# START OF Stored records

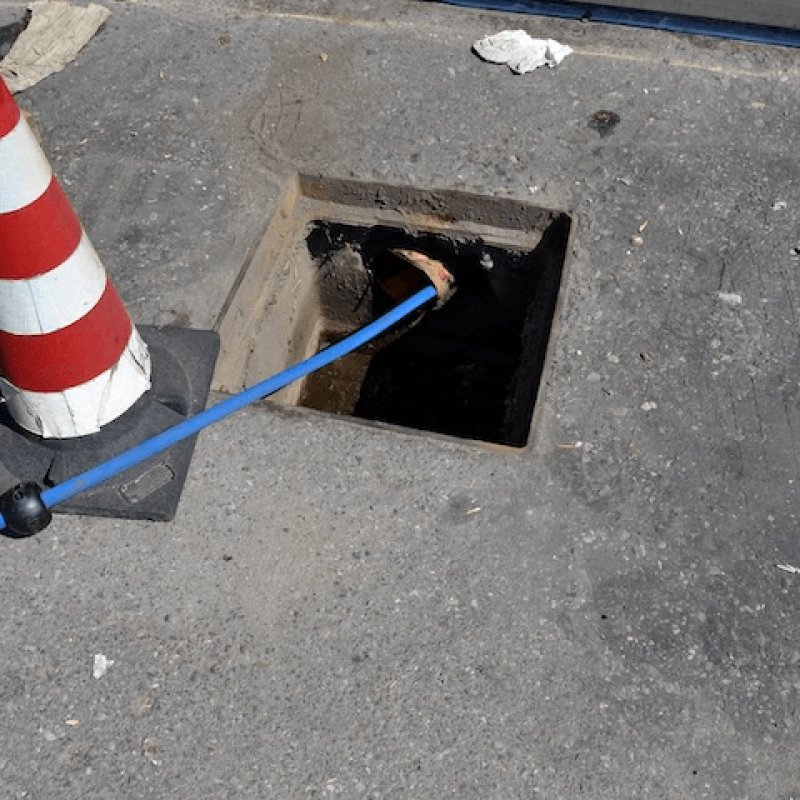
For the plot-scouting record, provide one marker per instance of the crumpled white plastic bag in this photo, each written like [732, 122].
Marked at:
[521, 51]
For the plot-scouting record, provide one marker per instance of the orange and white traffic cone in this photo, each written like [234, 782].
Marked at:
[71, 360]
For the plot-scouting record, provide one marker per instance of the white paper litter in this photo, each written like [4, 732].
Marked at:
[730, 298]
[521, 51]
[55, 35]
[101, 665]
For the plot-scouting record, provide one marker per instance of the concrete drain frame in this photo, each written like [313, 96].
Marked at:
[469, 372]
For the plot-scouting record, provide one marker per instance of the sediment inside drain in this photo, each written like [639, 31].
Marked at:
[470, 369]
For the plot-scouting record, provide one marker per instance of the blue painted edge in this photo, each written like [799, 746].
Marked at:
[675, 23]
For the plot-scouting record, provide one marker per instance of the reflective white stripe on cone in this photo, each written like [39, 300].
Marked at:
[62, 415]
[70, 359]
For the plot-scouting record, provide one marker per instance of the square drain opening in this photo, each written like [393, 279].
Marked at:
[471, 369]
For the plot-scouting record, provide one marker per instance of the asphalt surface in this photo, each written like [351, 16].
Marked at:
[329, 615]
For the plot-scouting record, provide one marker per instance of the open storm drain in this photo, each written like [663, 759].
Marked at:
[471, 369]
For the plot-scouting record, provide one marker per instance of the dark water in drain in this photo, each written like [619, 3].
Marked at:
[470, 369]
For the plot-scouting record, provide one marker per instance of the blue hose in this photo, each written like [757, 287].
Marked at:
[188, 427]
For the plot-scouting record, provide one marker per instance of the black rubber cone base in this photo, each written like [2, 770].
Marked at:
[183, 364]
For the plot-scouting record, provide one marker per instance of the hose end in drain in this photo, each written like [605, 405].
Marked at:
[407, 272]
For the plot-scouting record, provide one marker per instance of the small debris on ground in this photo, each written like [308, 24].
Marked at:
[730, 298]
[520, 51]
[604, 122]
[101, 665]
[150, 751]
[57, 32]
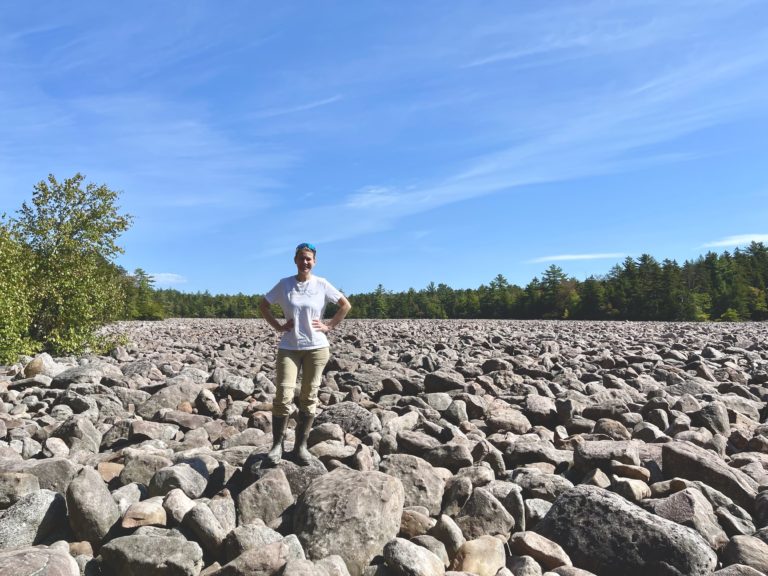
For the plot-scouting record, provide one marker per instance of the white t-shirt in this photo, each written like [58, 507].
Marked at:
[303, 302]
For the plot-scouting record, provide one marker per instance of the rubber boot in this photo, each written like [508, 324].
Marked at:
[275, 454]
[300, 452]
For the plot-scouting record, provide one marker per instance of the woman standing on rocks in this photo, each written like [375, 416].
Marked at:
[303, 345]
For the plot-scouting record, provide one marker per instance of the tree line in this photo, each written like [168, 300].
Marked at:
[59, 283]
[727, 286]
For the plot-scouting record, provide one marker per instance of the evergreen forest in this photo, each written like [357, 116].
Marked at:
[59, 282]
[730, 286]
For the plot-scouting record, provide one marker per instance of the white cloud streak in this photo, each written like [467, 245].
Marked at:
[167, 278]
[272, 112]
[738, 240]
[571, 257]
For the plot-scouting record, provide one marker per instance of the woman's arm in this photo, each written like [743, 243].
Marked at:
[344, 308]
[266, 313]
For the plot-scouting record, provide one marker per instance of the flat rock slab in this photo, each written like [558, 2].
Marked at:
[349, 513]
[151, 556]
[686, 460]
[37, 561]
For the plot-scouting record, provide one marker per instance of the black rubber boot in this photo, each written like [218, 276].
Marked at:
[275, 454]
[300, 452]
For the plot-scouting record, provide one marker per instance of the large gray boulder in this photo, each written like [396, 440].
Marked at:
[353, 418]
[92, 510]
[151, 556]
[265, 499]
[405, 558]
[32, 519]
[349, 513]
[169, 397]
[422, 484]
[686, 460]
[606, 534]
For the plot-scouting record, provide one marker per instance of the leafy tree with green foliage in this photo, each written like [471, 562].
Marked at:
[71, 231]
[15, 309]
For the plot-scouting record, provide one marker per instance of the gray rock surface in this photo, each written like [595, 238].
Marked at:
[592, 524]
[352, 514]
[505, 416]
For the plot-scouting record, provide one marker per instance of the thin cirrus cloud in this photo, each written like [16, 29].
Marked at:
[571, 257]
[738, 240]
[168, 278]
[272, 112]
[611, 132]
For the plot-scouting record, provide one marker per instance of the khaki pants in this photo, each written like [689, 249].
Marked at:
[312, 363]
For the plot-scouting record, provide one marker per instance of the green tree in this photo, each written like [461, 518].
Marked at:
[71, 231]
[15, 309]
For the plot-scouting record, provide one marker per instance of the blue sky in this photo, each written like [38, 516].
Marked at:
[411, 141]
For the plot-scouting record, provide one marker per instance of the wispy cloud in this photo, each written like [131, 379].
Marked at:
[738, 240]
[167, 278]
[373, 197]
[272, 112]
[571, 257]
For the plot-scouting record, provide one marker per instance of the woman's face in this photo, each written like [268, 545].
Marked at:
[305, 261]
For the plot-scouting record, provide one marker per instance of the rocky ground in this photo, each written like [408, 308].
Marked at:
[443, 447]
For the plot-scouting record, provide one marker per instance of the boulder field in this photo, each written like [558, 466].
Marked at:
[486, 448]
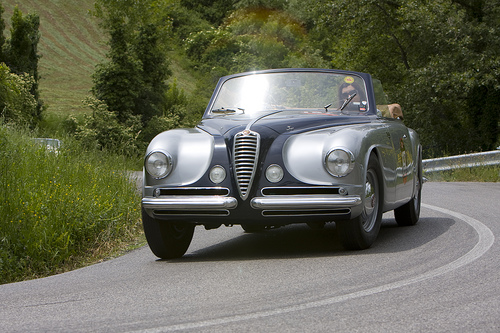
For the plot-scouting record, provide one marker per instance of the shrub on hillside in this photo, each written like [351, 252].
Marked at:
[59, 208]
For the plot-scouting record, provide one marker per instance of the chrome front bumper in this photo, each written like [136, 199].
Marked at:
[301, 202]
[182, 202]
[276, 202]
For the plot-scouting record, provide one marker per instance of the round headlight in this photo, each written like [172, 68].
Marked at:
[274, 173]
[158, 164]
[339, 162]
[217, 174]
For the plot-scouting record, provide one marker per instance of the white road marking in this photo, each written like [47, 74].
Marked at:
[486, 240]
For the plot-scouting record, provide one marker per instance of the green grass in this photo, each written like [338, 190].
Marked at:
[61, 210]
[476, 174]
[71, 45]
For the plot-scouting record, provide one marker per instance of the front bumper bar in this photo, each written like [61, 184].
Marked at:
[276, 202]
[184, 202]
[302, 202]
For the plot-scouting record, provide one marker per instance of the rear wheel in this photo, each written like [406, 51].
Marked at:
[360, 232]
[409, 213]
[167, 240]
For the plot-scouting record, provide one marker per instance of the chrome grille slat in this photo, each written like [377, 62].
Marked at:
[245, 155]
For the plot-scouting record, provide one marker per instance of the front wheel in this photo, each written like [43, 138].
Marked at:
[360, 232]
[167, 240]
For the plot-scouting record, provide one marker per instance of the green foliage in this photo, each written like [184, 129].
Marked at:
[438, 59]
[251, 39]
[2, 36]
[17, 104]
[58, 208]
[132, 83]
[210, 10]
[22, 51]
[102, 130]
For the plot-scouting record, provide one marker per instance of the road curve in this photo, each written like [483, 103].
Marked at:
[440, 275]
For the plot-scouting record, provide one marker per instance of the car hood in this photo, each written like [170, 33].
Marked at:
[286, 122]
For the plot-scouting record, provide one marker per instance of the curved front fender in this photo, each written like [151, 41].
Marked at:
[191, 150]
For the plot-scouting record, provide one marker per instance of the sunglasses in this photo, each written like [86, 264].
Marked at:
[347, 94]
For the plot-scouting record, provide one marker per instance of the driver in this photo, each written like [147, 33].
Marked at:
[346, 89]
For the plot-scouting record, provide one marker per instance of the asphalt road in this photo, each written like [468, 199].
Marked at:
[441, 275]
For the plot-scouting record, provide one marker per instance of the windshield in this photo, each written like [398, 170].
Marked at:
[267, 92]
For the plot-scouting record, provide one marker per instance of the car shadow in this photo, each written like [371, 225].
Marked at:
[300, 241]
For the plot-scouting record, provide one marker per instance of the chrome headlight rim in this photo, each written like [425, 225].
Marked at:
[349, 159]
[274, 177]
[168, 164]
[220, 177]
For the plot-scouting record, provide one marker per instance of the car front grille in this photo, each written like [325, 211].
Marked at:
[245, 155]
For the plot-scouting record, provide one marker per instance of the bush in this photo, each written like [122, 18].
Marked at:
[59, 207]
[17, 104]
[103, 131]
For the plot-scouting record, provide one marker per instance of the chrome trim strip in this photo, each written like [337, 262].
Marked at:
[190, 202]
[298, 202]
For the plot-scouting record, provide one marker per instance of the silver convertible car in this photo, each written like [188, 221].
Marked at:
[285, 146]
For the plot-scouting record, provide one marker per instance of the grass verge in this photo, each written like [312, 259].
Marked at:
[60, 211]
[476, 174]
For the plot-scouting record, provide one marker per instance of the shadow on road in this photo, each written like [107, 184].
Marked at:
[300, 241]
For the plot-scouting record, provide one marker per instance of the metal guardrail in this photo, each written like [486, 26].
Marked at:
[462, 161]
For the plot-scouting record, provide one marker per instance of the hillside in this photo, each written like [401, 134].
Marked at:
[71, 45]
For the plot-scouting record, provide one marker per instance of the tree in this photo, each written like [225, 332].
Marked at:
[17, 104]
[439, 59]
[250, 39]
[22, 51]
[2, 36]
[132, 82]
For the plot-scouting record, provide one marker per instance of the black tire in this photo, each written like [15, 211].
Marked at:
[409, 213]
[360, 232]
[253, 228]
[167, 240]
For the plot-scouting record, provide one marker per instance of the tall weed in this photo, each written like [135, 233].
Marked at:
[59, 207]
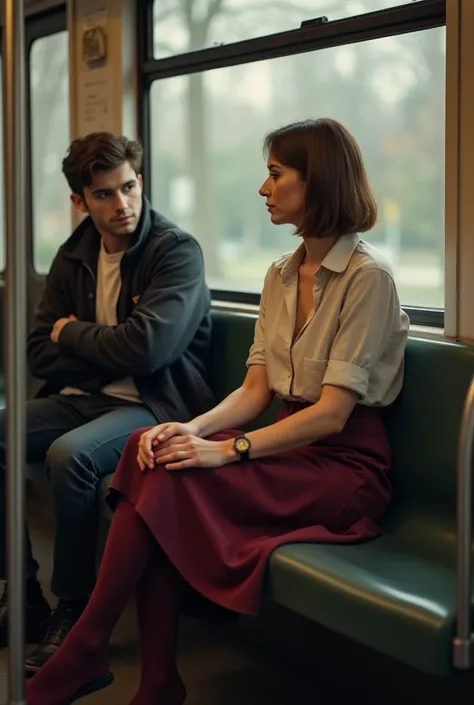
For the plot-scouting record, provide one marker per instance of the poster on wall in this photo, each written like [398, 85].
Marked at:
[96, 100]
[95, 90]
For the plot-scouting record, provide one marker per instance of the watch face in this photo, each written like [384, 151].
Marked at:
[242, 445]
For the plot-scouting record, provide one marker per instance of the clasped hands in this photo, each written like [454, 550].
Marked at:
[178, 447]
[59, 325]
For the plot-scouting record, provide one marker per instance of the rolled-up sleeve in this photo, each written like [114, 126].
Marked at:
[366, 324]
[257, 354]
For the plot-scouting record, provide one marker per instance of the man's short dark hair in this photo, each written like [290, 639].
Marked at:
[98, 151]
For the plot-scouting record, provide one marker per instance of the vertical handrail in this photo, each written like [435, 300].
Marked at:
[15, 330]
[462, 652]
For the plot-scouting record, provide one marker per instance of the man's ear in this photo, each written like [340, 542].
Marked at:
[79, 203]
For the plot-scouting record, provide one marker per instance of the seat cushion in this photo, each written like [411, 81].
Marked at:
[395, 594]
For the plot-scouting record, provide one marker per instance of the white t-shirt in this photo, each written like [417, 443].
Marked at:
[109, 283]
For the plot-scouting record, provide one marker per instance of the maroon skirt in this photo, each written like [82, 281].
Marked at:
[220, 526]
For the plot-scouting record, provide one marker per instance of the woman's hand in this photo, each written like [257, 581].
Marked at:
[181, 452]
[159, 435]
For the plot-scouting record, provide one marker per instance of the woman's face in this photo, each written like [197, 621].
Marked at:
[284, 191]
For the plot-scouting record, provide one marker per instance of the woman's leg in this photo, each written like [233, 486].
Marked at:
[83, 656]
[158, 605]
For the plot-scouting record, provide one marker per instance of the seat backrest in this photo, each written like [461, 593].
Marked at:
[423, 424]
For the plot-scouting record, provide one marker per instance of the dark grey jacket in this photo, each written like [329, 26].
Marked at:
[163, 334]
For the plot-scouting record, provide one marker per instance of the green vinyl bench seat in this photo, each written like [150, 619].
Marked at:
[395, 594]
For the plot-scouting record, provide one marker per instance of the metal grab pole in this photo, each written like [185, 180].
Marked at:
[462, 653]
[16, 323]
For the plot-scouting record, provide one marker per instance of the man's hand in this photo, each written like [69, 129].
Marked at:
[59, 325]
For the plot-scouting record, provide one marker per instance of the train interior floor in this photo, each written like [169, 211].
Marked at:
[278, 659]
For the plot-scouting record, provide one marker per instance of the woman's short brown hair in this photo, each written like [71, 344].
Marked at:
[338, 196]
[98, 151]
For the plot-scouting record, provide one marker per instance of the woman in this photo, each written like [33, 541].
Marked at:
[196, 506]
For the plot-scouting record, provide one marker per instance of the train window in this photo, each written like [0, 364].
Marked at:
[206, 152]
[49, 91]
[2, 209]
[190, 25]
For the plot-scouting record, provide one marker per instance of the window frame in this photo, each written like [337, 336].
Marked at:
[38, 26]
[402, 19]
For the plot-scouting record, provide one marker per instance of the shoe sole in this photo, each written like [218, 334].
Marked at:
[92, 687]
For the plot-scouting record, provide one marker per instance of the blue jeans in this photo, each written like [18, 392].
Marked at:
[80, 439]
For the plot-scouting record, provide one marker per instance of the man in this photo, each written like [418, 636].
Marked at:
[121, 338]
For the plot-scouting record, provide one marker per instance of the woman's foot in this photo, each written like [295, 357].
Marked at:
[173, 692]
[70, 674]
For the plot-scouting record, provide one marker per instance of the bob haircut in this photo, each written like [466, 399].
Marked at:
[98, 151]
[339, 200]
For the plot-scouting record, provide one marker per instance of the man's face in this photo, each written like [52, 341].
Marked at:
[114, 201]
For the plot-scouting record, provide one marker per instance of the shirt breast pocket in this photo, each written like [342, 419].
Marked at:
[314, 371]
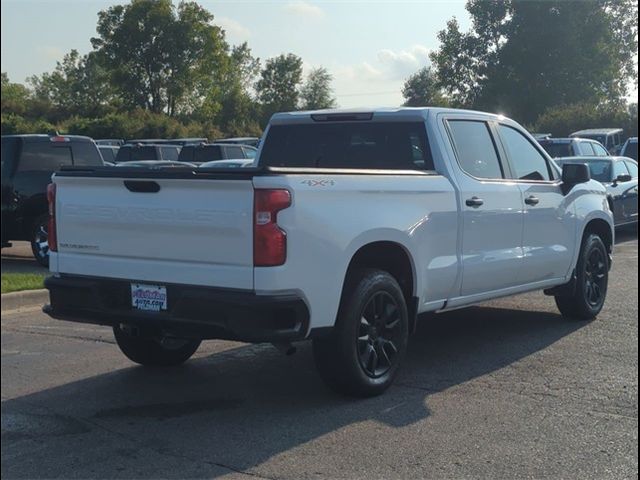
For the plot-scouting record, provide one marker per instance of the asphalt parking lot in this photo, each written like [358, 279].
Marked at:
[505, 390]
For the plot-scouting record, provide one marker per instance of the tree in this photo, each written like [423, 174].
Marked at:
[238, 113]
[523, 56]
[77, 86]
[316, 92]
[160, 58]
[15, 97]
[278, 85]
[422, 89]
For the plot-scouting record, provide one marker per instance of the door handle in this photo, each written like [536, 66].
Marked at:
[474, 202]
[142, 186]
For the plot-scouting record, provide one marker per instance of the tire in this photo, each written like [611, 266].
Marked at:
[39, 240]
[362, 354]
[155, 351]
[592, 279]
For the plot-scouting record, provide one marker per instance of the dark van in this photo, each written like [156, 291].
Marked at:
[28, 161]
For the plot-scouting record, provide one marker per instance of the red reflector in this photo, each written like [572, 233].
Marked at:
[52, 237]
[269, 240]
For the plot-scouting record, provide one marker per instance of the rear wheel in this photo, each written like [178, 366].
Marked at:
[40, 240]
[362, 354]
[154, 351]
[592, 279]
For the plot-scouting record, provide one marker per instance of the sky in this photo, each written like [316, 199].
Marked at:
[370, 47]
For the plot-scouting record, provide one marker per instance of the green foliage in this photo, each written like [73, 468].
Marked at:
[160, 57]
[523, 57]
[78, 85]
[316, 92]
[422, 89]
[15, 282]
[12, 123]
[14, 96]
[566, 119]
[279, 83]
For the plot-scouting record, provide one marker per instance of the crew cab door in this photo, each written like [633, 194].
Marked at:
[491, 209]
[549, 232]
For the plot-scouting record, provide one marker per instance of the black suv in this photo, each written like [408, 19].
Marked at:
[28, 161]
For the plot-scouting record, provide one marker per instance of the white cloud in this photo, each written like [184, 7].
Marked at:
[235, 31]
[304, 9]
[401, 64]
[378, 81]
[50, 52]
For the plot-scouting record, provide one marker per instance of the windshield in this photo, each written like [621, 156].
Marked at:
[556, 150]
[631, 151]
[601, 138]
[600, 169]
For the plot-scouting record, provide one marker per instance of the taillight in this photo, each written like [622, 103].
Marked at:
[269, 241]
[52, 237]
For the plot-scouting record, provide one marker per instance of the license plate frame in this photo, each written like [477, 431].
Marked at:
[149, 297]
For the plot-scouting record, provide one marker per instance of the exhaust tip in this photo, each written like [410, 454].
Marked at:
[286, 348]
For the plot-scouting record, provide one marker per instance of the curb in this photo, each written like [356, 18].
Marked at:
[24, 299]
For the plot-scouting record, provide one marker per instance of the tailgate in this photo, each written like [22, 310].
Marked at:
[189, 231]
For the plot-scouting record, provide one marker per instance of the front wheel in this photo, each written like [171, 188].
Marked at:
[40, 240]
[592, 279]
[362, 354]
[154, 351]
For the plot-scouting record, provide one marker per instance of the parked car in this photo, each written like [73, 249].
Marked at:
[114, 142]
[252, 141]
[620, 177]
[227, 164]
[147, 151]
[28, 161]
[611, 138]
[630, 148]
[187, 141]
[540, 136]
[155, 164]
[572, 147]
[208, 152]
[342, 235]
[108, 153]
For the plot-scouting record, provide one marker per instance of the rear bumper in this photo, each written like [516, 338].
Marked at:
[193, 311]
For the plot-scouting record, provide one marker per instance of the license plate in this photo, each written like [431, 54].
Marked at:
[148, 297]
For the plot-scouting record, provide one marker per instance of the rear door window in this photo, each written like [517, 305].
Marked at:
[249, 152]
[207, 153]
[586, 149]
[556, 150]
[187, 153]
[527, 162]
[44, 156]
[234, 152]
[170, 153]
[475, 149]
[632, 150]
[357, 145]
[85, 153]
[144, 153]
[600, 150]
[619, 168]
[633, 168]
[9, 151]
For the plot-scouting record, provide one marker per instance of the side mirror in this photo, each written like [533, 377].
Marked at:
[625, 177]
[574, 174]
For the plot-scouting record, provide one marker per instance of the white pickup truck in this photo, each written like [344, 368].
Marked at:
[351, 224]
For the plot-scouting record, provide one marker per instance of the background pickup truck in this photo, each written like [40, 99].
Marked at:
[351, 224]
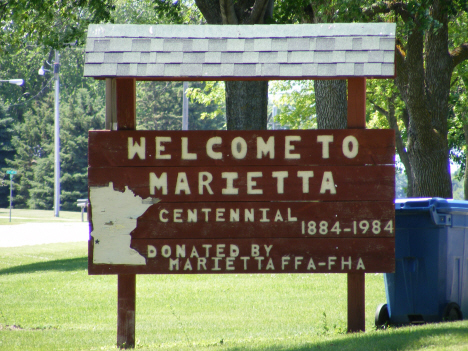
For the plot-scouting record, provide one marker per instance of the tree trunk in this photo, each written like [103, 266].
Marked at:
[423, 79]
[246, 105]
[246, 101]
[331, 104]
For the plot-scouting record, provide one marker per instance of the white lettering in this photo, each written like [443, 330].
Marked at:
[160, 148]
[280, 175]
[135, 148]
[209, 148]
[288, 147]
[159, 183]
[266, 148]
[185, 154]
[238, 148]
[328, 183]
[325, 140]
[350, 146]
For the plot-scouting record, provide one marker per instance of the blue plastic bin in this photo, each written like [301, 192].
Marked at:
[430, 282]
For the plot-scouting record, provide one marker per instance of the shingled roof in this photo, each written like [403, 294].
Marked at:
[231, 52]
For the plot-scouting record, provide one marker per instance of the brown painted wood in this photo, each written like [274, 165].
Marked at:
[126, 287]
[356, 287]
[307, 220]
[126, 103]
[111, 148]
[357, 102]
[353, 183]
[356, 302]
[237, 256]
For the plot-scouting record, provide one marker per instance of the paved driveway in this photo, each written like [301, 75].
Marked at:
[42, 233]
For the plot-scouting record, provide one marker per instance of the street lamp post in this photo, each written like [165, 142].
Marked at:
[42, 71]
[57, 136]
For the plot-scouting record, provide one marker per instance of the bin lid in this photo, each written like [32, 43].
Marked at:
[440, 210]
[430, 204]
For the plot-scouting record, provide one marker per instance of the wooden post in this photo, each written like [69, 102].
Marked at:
[356, 281]
[121, 115]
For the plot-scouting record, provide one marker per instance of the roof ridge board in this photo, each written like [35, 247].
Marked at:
[240, 31]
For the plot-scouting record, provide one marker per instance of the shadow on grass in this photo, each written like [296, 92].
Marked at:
[66, 265]
[413, 338]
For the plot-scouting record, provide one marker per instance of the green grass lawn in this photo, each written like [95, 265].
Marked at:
[20, 216]
[48, 302]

# END OF Stored records

Stated problem
Your output consists solely of the lines from the one with "like [32, 43]." through the last line, copied exactly.

Task response
For the plot-scouting record, provide one marker per instance of the bin lid in this photo, each written like [32, 43].
Marked at:
[440, 210]
[430, 204]
For the plot-scouting record, provide one marker per instance of the wooden post in this photo, each written like [69, 102].
Marked at:
[356, 281]
[121, 115]
For the plot-scouting record, provide one marker per instance of the roof ridge board in this photo, each written like [35, 247].
Marked at:
[240, 31]
For the plot-scouting record, provide one marker per instance of the shadow on grass in this photo, each written like [296, 92].
Marked at:
[66, 265]
[413, 338]
For the plot-scouting record, provide one marker per instance of the green grass lawn in this photo, each written like [95, 265].
Marked at:
[20, 216]
[48, 302]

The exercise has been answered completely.